**Study text:**
%%
Background: Crohn's disease (CD) is associated with a substantial healthcare burden that affects the patient, healthcare systems and society in general.
Aim: To provide a systematic evaluation of published data relating to the economic and health-related quality-of-life (HRQoL) burden of CD in selected European countries (Germany, France, UK, Italy, Spain) and the USA since 2000.
Methods: We undertook a systematic review of publications relating to CD, its economic burden and impact on HRQoL. Research questions focused on the disease costs from a societal perspective and HRQoL burden in adults and pediatric/adolescent patients according to disease stage/severity. Total, direct and indirect costs were identified, as well as the impact of CD on HRQoL measured using both generic and disease-specific instruments.
Results: Overall, 61 publications met the research criteria (38 on costs, 23 on HRQoL). CD in the USA and Europe together was associated with annual total costs of nearly <euro>30 billion, more than half due to indirect costs. HRQoL was consistently and statistically significantly lower among CD patients compared with normal populations, due to physical, emotional and social effects.
Conclusions: CD is a global health problem with high societal costs and substantial HRQoL burden. High-value care pathways including cost-effective therapies will help to induce and maintain remission, reduce complications of disease and improve HRQoL.
%%
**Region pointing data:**
%%
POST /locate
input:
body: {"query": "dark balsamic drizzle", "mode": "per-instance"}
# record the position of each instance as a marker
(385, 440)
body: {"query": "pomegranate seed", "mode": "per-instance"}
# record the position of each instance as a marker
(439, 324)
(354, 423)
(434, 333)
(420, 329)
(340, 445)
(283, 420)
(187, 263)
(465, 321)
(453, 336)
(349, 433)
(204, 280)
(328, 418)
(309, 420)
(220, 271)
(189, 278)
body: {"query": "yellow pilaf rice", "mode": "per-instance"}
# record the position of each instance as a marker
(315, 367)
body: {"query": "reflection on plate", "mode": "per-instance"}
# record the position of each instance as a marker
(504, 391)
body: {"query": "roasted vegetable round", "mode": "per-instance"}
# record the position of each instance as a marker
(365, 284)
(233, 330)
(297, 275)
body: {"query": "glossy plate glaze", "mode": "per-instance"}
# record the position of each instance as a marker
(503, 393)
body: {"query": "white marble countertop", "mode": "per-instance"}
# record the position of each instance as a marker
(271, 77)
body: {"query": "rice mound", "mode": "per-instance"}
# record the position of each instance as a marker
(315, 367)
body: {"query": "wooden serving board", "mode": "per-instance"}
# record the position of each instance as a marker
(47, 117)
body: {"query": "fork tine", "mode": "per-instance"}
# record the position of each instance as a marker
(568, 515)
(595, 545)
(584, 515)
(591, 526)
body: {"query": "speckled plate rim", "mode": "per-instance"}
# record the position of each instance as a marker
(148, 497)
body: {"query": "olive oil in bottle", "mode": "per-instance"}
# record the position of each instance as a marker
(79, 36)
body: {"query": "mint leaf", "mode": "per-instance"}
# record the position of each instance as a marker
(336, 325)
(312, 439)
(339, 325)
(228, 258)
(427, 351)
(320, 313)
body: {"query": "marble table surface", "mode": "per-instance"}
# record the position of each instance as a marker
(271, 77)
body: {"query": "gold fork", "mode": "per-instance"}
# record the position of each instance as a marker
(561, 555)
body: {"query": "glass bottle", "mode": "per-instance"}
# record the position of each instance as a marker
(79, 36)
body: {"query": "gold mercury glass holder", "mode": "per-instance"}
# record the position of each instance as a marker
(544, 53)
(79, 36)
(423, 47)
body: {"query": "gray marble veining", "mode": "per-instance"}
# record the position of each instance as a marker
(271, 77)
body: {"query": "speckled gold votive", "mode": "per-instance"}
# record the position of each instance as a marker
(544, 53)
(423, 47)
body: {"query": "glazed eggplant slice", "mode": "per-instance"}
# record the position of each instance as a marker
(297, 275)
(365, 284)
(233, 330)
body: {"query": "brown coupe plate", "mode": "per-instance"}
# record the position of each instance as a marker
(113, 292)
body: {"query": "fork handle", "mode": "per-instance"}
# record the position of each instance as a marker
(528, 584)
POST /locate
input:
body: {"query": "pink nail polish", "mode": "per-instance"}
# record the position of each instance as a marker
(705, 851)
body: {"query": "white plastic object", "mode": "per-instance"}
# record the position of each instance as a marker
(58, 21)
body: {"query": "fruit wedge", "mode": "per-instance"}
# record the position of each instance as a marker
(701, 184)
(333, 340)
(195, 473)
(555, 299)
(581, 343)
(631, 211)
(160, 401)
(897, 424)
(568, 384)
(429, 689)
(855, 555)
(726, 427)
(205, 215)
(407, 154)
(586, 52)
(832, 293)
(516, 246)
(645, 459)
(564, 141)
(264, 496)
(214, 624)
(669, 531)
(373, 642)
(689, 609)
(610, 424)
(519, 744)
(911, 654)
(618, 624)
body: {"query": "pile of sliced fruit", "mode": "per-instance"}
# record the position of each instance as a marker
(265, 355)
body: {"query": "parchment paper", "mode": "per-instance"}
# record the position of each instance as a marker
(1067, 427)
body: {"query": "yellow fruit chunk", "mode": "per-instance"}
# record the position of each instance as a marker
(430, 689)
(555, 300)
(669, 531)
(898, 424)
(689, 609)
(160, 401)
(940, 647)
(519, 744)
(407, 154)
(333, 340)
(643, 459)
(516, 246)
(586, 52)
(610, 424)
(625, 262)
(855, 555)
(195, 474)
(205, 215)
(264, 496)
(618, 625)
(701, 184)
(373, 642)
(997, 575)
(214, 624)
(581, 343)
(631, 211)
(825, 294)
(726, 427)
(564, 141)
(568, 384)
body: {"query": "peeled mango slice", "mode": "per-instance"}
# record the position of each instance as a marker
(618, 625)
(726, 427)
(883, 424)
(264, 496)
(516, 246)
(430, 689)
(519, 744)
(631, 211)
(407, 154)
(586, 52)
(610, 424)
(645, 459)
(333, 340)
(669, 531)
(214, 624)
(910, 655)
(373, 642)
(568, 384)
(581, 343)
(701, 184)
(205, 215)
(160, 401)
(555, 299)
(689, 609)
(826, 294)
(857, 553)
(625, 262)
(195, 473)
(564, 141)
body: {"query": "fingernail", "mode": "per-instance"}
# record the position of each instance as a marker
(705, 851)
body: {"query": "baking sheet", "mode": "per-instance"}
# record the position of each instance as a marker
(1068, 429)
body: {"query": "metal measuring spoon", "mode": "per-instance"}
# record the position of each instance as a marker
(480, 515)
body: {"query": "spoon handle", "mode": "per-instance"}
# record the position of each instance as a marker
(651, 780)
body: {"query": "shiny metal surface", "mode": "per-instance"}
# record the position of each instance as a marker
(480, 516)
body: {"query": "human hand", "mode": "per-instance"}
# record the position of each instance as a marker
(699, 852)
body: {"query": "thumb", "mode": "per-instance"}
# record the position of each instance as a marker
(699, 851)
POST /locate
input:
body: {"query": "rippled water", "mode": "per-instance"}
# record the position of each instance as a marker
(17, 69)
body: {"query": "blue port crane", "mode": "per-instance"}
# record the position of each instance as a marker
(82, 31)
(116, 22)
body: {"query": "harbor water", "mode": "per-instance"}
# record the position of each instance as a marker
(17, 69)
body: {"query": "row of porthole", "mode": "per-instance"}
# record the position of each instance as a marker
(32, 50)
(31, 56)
%%
**Exercises to complete:**
- A) Please list every country named in the Crohn's disease abstract as covered by the review.
- B) Answer these questions from the Crohn's disease abstract, one line each:
(i) How many publications met the research criteria, and how were they split?
(ii) What portion of the annual total costs was due to indirect costs?
(iii) Published data from which year onward were evaluated?
- C) Summarize the Crohn's disease abstract in two sentences.

**Answers to the exercises:**
- A) Germany, France, UK, Italy, Spain, USA

- B)
(i) 61 publications: 38 on costs and 23 on HRQoL.
(ii) More than half.
(iii) Since 2000.

- C) A systematic review of 61 publications on Crohn's disease in Germany, France, the UK, Italy, Spain and the USA since 2000 found annual total costs of nearly €30 billion, more than half of them indirect. Patients' HRQoL was consistently and significantly lower than that of normal populations, and high-value care pathways with cost-effective therapies are expected to help induce and maintain remission, reduce complications and improve HRQoL.